Critical Review Of Maslow’s Theory

Although many have appreciated the Need Hierarchy Theory given by Maslow, the theory is still debatable. Following are some critical evaluation of Maslow’s need hierarchy theory:

  1. This theory is not empirically tested: Second criticism of this theory is that it is not empirically tested (empirically tested means that it is not made in a room but it is being tested in field). Maslow has proposed this theory out of his own intuition. Maslow has not conducted any experimentation to validate this theory. Usually theories are formed after a lot of experimentation and researches this theory is intuitive. He had never tested this theory. In fact there were many tests conducted to validate this theory but they all came out with opposing results. This is one of the major criticisms of Maslow’s theory.It is accepted worldwide although there is no experimentation done by Maslow to prove it.
  2. Maslow’s Hierarchy of Needs Is culturally biased. The higher-order (self-esteem and self-actualization) and lower-order (physiological, safety, and love) needs classification of Maslow’s hierarchy of needs is not typical and can be different across different cultures because of individual variations and availability of resources within the area or geopolitical entity.

WORK TO COMPLETE:
1: According to the critical review of Maslow's theory, what did Maslow base the theory on instead of experimentation?
2: Write the next part of the critical review of Maslow's theory, starting after its final sentence.
The data is not needed for anything asked here.

EXCERPTED DATA:
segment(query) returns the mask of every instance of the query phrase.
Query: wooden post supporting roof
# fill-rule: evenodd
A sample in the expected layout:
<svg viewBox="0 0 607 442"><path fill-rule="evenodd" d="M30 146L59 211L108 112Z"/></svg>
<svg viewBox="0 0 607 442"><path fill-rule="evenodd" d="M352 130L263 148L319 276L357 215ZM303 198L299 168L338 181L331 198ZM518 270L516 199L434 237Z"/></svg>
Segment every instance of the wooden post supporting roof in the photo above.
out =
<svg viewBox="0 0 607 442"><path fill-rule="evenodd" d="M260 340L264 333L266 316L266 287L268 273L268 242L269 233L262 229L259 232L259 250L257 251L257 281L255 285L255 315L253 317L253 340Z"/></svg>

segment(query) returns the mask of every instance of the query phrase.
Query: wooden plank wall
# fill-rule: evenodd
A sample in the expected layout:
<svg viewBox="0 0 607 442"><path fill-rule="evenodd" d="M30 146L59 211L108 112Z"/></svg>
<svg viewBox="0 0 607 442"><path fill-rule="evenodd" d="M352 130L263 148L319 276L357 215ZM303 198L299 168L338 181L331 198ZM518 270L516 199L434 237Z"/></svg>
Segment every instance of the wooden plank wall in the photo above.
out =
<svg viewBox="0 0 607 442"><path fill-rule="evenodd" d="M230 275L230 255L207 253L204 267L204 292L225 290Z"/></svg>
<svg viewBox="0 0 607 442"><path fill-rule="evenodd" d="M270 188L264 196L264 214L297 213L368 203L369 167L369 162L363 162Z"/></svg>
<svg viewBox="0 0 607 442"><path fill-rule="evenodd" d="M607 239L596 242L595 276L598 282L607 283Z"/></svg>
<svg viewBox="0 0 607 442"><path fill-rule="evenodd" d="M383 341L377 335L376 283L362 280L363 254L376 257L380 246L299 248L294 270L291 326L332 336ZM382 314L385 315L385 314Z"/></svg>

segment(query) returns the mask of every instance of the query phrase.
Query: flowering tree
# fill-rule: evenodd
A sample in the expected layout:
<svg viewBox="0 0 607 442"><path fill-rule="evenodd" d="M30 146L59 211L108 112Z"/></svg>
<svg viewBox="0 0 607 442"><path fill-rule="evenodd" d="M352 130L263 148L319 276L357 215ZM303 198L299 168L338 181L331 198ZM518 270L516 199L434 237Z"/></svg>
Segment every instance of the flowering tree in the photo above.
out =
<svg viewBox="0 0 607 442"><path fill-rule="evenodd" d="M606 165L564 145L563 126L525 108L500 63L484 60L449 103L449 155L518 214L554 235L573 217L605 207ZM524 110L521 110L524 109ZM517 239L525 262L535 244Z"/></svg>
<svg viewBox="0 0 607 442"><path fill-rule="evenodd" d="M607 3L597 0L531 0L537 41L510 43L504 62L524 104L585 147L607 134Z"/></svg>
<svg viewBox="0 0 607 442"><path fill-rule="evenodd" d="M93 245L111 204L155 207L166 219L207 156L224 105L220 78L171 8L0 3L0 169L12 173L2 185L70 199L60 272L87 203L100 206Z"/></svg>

YOUR RESPONSES:
1: He based it on his own intuition.

2:
  3. According to Maslow, in order to move up the pyramid the lower level needs must be fulfilled, but needs are not always in a hierarchical form. Any individual can have a higher-level motivation anytime and anywhere. Hertzberg in his theory explained that there can be unsatisfaction in both higher and lower level needs. His theory clearly contradicts Maslow’s theory of Need Hierarchy as here if lower level needs are satisfied then only an individual is motivated to achieve the higher-level needs. For instance, army officers who fights for the country at the border remains hungry throughout the war days, but they are still willing to die for their country. Here, we can also take an example of Mahatma Gandhi. He was a person for whom self esteem was more important than safety needs. Another example can be of Mr. Anand Kumar, who recently visited our campus, if we look at his hierarchy it might be very different from that said by Maslow as for him self-esteem and self actualization might come much above money. He is not motivated by safety and security needs but motivated by much higher order level needs though he may not have achieved lower level needs.
  4. Maslow’s theory of hierarchy of Needs is not flexible. Its validity is difficult to be tested by the researchers like self-actualization which is difficult to be evaluated and measured. The behavior of human beings is unstable and uncertain and with this sort of rigid concept, the dynamic desires of employees are tough to be identified.
  5. Another Trouble is that there is a lack of direct cause and effect relationship between need and behaviour. One particular want can lead to a different form of behaviour in different people. Moreover, as a particular human behaviour can be because of the result of various needs. Thus, Harold’s need hierarchy isn’t as simple as it seems to be.
  6. Need and satisfaction of needs is a psychological feeling. Sometimes even an individual may not be aware of his personal needs. How can the managers come to know about these needs?
  7. Some people may be disadvantaged in terms of lower stage of needs but might still be looking for the self-actualization, for instance many creative people like artists and authors have lived in poverty during their life but they have achieved self-actualisation by doing what they love.

Conclusion

The Theory of Need Hierarchy is one of the first few classical theories of motivation. The theory despite being proposed on the basis of the personal opinion of Harold Maslow is widely accepted because of its simplicity, It provides basic manifesto to a manager how to fulfill his duties and needs in effective and efficient manner. The theory will only be applicable if it is changed according to time and changing attitudes of people.